> [Teks Bacaan]

Wacana lebih mengacu kepada
keseluruhan unsur yang membangun perwujudan paparan bahasa dalam peristiwa
komunikasi. Demgan demikian sebutan wacana bertalian dengan suatu sistem makro
selain menunjukkan adanya hubugan sebab akibat, di dalamnya juga terdapat
unsur-unsur yang hadir secara simultan dan memiliki hubungan secara
interdependensi.
Teks adalah adalah wujud
representasi dari wacana, wujud konkritnya selain dapat berupa bahasa lisan
(spoken discourse) juga berupa bahasa tulisan (wraitten discaourse). Apabila
tuturan lisan natural interlekutor ada dalam suatu interaksi, teks tertulis
lazimnya tidak menampilkan adanya interaksi secara langsung. Apabila kita
berangkat dari perspektif filsafa tlinguistik seperti yang menjadi dasar acuan
filsafat Strukturalisme Praha maupun Tata bahasa Fungsional analisis wacana
yang menjadi sasaran kajian adalah teks sebagai representasi wacana yang
unsur-unsurnya hadir secara simultan.
Meskipun yang menjadi sasaran kajian
dibatasi oleh teks, bukan berarti paparan bahasa itu didudukkan secara
isolatif. Untuk menafsirkan makna serta memahami ciri aspek formalnya secara
keseluruhan, penelaah secara isolatif masih harus menghubungkan teks dengan
unsur-unsur lain secara makro. Misalnya, membedakan antara kohesi tekstual yang
berkaitan dengan dengan pemerian ciri unsur dan bentuk relasi untaian kalimat
dalam, teks serta koherensi wacana yang berdasarkan penerian ciri makna secara
keselarasan hubungan antar unit semantisnya yang dihubungkan dengan dunia luar.
Ditinjau dari segi keberadaanya
secara makro, teks merupakan wujud paparan bahasa yang mengacu pada dunia luar
tertentu dan difungsikan oleh penutur untuk menyampaikan pengertian ataupun
pesan tertentu kepada penanggap, teks berupa wahana penangkap pesan, karena
seata-mata melalui paparan bahasanyalah penanggap dapat memahami pesan yang
ingin disampaikan penutur.
Pada sisi
lain, teks itu sendiri juga merupakan unit sistem yang unsur-unsurnya ada dalam
hubungan interdependensial, sehingga kata misalnyaa, tidak dapat dilepaskan
dari struktur kata kalimat, begitu juga struktur kalimat tidak dapat dilepaskan
dari kata-kata yang membangunnya.
D.

Data pelabelan wilayah

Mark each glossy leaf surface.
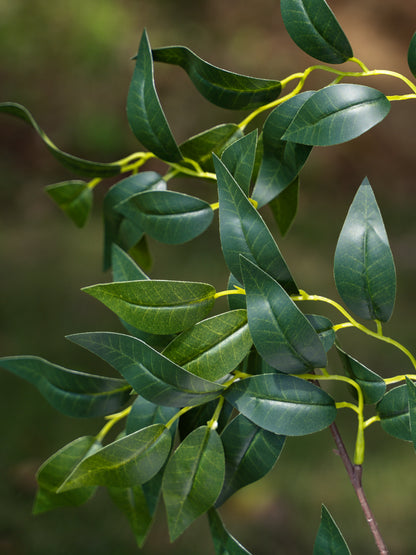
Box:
[69,332,223,407]
[280,0,353,64]
[0,356,131,418]
[241,257,326,374]
[225,374,337,436]
[153,46,282,110]
[334,179,396,322]
[83,280,215,334]
[282,83,390,146]
[214,157,297,293]
[127,31,182,162]
[162,426,225,541]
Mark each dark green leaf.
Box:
[282,83,390,146]
[241,257,326,374]
[58,424,172,493]
[153,46,282,110]
[337,346,386,404]
[0,356,131,417]
[127,31,182,162]
[313,505,351,555]
[225,374,337,436]
[117,191,214,245]
[0,102,122,177]
[208,509,251,555]
[334,178,396,322]
[215,414,285,507]
[83,280,215,335]
[162,426,225,541]
[69,332,223,407]
[280,0,353,64]
[45,181,93,227]
[163,310,252,382]
[214,156,297,293]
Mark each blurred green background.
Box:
[0,0,416,555]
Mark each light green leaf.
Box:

> [Tugas]
Tampilkan tanpa perubahan bagian bacaan tentang wacana dan teks yang dibuka dengan kata-kata yang memuat "Ditinjau dari segi" dan ditutup dengan "kata-kata yang membangunnya.".

> [Jawaban Lengkap]
Ditinjau dari segi keberadaanya
secara makro, teks merupakan wujud paparan bahasa yang mengacu pada dunia luar
tertentu dan difungsikan oleh penutur untuk menyampaikan pengertian ataupun
pesan tertentu kepada penanggap, teks berupa wahana penangkap pesan, karena
seata-mata melalui paparan bahasanyalah penanggap dapat memahami pesan yang
ingin disampaikan penutur.
Pada sisi
lain, teks itu sendiri juga merupakan unit sistem yang unsur-unsurnya ada dalam
hubungan interdependensial, sehingga kata misalnyaa, tidak dapat dilepaskan
dari struktur kata kalimat, begitu juga struktur kalimat tidak dapat dilepaskan
dari kata-kata yang membangunnya.